What the exercise asks: Update the data below by replacing every "Keypoint guideline" with "Annotation rule". Keep everything else the same.
== Exercise data
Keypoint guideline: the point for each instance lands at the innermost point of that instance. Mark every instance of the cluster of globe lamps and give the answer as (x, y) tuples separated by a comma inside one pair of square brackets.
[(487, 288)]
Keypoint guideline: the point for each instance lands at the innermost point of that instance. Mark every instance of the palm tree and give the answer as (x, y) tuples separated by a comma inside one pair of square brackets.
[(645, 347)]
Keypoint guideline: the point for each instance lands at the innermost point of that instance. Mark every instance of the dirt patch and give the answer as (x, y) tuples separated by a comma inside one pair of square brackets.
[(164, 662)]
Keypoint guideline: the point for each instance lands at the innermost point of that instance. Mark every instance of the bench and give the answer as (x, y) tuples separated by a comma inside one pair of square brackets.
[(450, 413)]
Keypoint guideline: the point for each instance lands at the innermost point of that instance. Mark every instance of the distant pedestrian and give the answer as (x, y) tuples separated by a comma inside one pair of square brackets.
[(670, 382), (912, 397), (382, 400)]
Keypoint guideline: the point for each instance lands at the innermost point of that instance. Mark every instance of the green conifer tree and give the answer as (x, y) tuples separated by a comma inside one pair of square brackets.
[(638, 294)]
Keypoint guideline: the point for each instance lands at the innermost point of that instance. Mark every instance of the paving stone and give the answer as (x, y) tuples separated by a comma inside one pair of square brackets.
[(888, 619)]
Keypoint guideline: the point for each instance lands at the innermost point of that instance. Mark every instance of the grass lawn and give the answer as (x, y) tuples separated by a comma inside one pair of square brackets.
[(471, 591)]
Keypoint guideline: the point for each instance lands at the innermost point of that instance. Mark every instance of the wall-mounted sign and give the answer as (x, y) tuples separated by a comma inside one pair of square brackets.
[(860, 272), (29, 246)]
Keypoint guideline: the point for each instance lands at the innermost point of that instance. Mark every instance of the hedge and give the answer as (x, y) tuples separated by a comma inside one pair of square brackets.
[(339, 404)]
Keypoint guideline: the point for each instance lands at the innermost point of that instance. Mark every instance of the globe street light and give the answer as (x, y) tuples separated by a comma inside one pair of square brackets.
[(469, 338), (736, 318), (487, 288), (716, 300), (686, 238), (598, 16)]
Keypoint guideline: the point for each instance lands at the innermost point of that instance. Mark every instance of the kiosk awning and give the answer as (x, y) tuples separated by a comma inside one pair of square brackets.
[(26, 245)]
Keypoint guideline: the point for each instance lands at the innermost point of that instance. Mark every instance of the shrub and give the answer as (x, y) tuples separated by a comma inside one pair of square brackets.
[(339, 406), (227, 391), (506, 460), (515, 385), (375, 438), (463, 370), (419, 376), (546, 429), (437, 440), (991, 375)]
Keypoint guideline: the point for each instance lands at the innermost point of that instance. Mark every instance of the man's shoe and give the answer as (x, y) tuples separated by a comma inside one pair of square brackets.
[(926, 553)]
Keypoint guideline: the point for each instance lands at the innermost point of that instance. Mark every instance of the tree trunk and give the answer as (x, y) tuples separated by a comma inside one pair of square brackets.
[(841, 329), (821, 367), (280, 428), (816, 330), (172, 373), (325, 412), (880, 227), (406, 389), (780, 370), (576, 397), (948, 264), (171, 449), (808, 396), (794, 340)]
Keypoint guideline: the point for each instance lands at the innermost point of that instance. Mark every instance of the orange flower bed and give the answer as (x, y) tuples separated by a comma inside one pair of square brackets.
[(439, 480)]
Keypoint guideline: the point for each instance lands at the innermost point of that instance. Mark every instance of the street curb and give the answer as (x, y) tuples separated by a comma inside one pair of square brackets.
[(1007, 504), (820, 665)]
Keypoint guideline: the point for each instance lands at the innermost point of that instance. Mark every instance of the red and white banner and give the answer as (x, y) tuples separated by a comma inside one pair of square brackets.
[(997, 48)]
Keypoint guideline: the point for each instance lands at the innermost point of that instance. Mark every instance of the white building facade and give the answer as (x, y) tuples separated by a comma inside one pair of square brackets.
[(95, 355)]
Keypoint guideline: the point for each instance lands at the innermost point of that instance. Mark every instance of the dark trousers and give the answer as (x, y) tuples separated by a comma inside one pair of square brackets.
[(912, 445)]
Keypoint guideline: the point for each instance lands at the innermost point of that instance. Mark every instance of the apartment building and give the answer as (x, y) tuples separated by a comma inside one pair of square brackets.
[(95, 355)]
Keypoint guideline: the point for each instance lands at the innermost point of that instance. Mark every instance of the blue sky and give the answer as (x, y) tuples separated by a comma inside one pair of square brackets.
====
Answer to the task:
Annotation rule: the point for each instance lands at the innermost point of that instance. Mark every instance of the cluster of globe lamps and give the answer as (x, y) tuples separated by a comma inside one pair of square brackets.
[(487, 288)]
Annotation rule: the point for each instance lands at the innermost point of that instance. Mark every instance of the palm tree and give the answer as (x, y) tuples separated by a comma inside one pair of square brackets.
[(645, 347)]
Annotation rule: the point for each instance lands at the innermost point of that instance. Mark every instance of the dirt patch and give the answer as (x, y) tuples separated by a comma inside one pair of square brackets.
[(164, 662)]
Annotation rule: the point for each instance lands at the innermost point of that instance. Mark every instance of the bench and give the answer as (x, y) tuples separated by a comma inside one pair of square brackets.
[(450, 413)]
Annotation rule: the point for each instance lands at the innermost point of that instance. Mark every instance of the distant pedestrian and give the answer as (x, y) tuples separated by a comma inside one pair of square brackets.
[(670, 382), (912, 397), (382, 400)]
Annotation rule: the point for each instance lands at the innermost point of that instance. Mark every instance of the green conifer tree and give the answer as (x, y) tuples separated by a comma inside one pair of square brackets.
[(638, 294)]
Annotation rule: the point for each instance lands at the innermost point of that instance. Mark every instance of the paving stone and give the answer as (x, y) tuples separated by a comma inside one pair of square brackets.
[(888, 619)]
Annotation rule: the point for each instance lands at the innermost point of that instance. Mark every instance of the grass lawn and give the answer as (x, y) tuples separated by a comma inside one pair of square brackets.
[(471, 591)]
Annotation rule: the point for each instance lands at the innermost point of that instance. Mark every instance of the wall-mounted sign and give the answer as (x, y) tuples separated by a comma inside one pair of square brackets.
[(860, 272), (29, 246)]
Annotation rule: the point for each instance lands at the innermost point of that instance. Mark every instance of the hedge and give the answer as (x, y) tuples separated by a comma inside one pair of square brackets.
[(339, 404)]
Annotation rule: the point for each instance lands at the innermost point of that instance. Mark every instance of the globe street light and give the answer as (x, y) tuples separated by a comma inside one pair of square brackets.
[(469, 338), (736, 318), (487, 288), (716, 300), (686, 238), (598, 16)]
Annotation rule: the point for each instance lands at the innermost point of that instance. Mark every instance of the kiosk awning and give the answer as (x, y) tuples separated by a comma inside one pair of square brackets.
[(26, 245)]
Annotation rule: the point for each instance lands at the innermost point of that instance. Mark every instance of the shrub and give the answer as (x, y) tuples separated by a comma inside one pair of square brackets.
[(339, 406), (227, 391), (506, 460), (515, 385), (375, 438), (463, 370), (419, 376), (546, 429), (437, 440), (991, 375)]
Annotation rule: the point for each instance lands at the innermost point of that instance. Mark every instance of the man's shoe and give the answer as (x, y) tuples separated by a comma inside one pair of square brackets.
[(926, 553)]
Annotation rule: the point for each instance lands at the innermost point of that instance. Mark every instance of the tree trunk and give the answer as (x, y) tuples separated by a comma inside one pair of square brackets.
[(841, 329), (821, 367), (280, 428), (816, 330), (172, 373), (325, 412), (880, 227), (406, 389), (780, 370), (576, 397), (948, 264), (171, 449), (808, 396), (794, 340)]
Annotation rule: the point for each instance lands at the innermost point of that instance. Mark every instance of the orange flower bed and give the answer as (x, y) tuples separated by a comma inside one pair of square brackets.
[(439, 480)]
Annotation rule: the point for each instance lands at the innermost point of that instance. Mark every instance of the street curb and give the answer as (x, y) tuples separated by a comma inside one pair of square brackets.
[(1007, 504), (820, 665)]
Annotation rule: the point for each instance lands at the innermost point of that instance. Mark every instance of the red and white banner and give the answer as (x, y) tuples separated by a comma inside one pair of square brackets.
[(997, 48)]
Annotation rule: the point for each instance lands at the innermost point of that instance. Mark every instance of the white building facade and give the answer as (x, y) tuples separated by a comma inside one pair of square brackets.
[(95, 355)]
Annotation rule: the point for each instance lands at the innermost point of that instance. Mark every instance of the dark trousers and give the answer as (x, y) tuples separated by a comma inside one pair of square brackets.
[(912, 445)]
Annotation rule: the point for each instance lands at the innermost point of that instance. Mark every instance of the apartment building and give the answer as (x, y) tuples separated by a comma inside one pair of square brackets.
[(95, 355)]
Annotation rule: the point for each instance lands at the innermost point of that instance. Mark every instance of the blue sky and give the answer as (x, y) tuples separated by a comma inside one pair of square brackets.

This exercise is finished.